## Written request 1
List every calendar year that appears in the article about Amalgam's Ferrari scale models.
## Written request 2
According to the article about Amalgam's Ferrari scale models, at what scale was the company's first handcrafted Ferrari model made?
## Written request 3
Write a continuation of the article about Amalgam's Ferrari scale models, starting after its final sentence.

Bristol-based Amalgam has been making scale models of Ferrari cars - including highly personalised Atelier models - for 20 years. Demand is high, just like the level of precision in the work
Despite what one might think, not all Ferrari cars are made for driving: there are some models which are just for looking at. We are talking about scale models – miniature versions of ‘the real thing’ -, the speciality of Bristol-based model-making company Amalgam, which for the better part of 20 years has been building scale models of Prancing Horse cars for the most discerning of customers.
“Our objective is that you shouldn’t be able to tell a photograph of our model from a picture of the real car,” says Sandy Copeman, an Amalgam founder. “Clients do sometimes confuse the two, and when that happens we know we’re getting it right!”
Amalgam - set up in 1985 as an architectural and prototype-modelling service - made its first, handcrafted 1:8 Ferrari model in 1998, which is when Sandy first visited Maranello. But it wasn’t until the year 2000 that the two companies started working together in earnest, and the British company has now modelled every Ferrari F1 car made since 1998 and every road car from the F430 onwards, plus most of the GT and Challenge series race versions, too.

## Stored records
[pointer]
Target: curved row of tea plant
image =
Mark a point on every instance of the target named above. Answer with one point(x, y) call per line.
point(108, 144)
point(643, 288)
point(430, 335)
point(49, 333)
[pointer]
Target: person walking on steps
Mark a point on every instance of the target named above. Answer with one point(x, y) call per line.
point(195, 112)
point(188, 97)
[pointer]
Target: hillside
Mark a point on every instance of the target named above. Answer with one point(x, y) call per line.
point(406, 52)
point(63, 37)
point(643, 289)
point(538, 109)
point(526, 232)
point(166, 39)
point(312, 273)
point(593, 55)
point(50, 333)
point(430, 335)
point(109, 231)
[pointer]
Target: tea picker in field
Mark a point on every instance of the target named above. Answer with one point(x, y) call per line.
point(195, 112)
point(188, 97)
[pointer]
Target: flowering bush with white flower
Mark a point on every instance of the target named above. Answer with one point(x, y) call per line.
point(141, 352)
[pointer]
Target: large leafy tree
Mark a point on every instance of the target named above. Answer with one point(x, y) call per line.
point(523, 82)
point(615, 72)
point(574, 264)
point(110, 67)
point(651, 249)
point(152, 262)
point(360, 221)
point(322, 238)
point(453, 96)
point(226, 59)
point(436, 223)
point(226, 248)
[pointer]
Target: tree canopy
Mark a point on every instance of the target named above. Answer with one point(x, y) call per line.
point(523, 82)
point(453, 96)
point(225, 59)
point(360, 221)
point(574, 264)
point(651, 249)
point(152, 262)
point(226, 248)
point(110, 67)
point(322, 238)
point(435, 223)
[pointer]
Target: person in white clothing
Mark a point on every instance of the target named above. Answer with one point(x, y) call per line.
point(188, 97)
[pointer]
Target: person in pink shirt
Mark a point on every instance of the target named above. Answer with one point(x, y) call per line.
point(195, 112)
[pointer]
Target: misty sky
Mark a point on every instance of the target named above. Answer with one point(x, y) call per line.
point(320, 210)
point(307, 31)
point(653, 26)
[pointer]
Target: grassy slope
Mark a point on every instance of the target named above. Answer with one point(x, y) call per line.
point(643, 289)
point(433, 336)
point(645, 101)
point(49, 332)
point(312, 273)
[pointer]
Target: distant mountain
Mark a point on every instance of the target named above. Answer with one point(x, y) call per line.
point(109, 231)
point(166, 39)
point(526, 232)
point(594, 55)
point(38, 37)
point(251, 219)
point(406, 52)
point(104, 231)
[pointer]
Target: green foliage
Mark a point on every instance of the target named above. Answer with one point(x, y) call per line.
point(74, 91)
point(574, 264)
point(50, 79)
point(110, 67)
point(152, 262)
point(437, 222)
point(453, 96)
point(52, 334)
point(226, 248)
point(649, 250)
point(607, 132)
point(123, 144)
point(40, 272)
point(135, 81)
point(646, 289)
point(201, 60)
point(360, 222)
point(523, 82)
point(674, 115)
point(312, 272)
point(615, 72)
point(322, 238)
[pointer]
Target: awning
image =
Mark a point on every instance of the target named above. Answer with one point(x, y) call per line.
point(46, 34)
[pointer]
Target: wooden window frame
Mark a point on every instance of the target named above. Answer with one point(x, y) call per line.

## Exercise response 1
1985, 1998, 2000

## Exercise response 2
It was made at 1:8 scale.

## Exercise response 3
No fewer than 122 modern and classic Ferrari models can be found listed on the company’s website - amalgamcollection.com - with more being introduced all the time. The partnership extends beyond models of series production cars and F1 racers, for Amalgam also collaborates with the Ferrari Atelier programme realising 1:8 scale models that are virtually indistinguishable from the real thing.
For example, if your car is painted a unique colour – perhaps with contrasting brake calipers – or maybe you have a special plaque on the dashboard, or even a set of matching luggage, then you can purchase a superb replica that exactly reflects your individual taste.
Working at the large 1:8 scale allows a phenomenal amount of detail, which requires clever use of materials. For example, real leather is unsuitable for use in a 1:8 scale model car. “It’s too thick, it requires overscale stitching and the texture is all wrong, giving a toy-like effect,” Copeman explains. So Amalgam uses decals to represent the stitching. The result is indistinguishable from the real thing.
For the paint, Amalgam uses the same formulas that are specified for full-size Ferrari cars, making only small modifications to some versions of metallic paint, whose metal flakes would appear oversize on a scale model car.
“One of our customers has a trademark colour scheme that involves a lot of blue-tinted carbon fibre, and our skill with paints means we can replicate it perfectly,” Copeman explains.
Quality of this calibre doesn’t come cheap, of course. A standard Amalgam model of a Ferrari typically costs between £7,000 and £10,000, and a bespoke model reflecting an original Atelier specimen about a third as much again.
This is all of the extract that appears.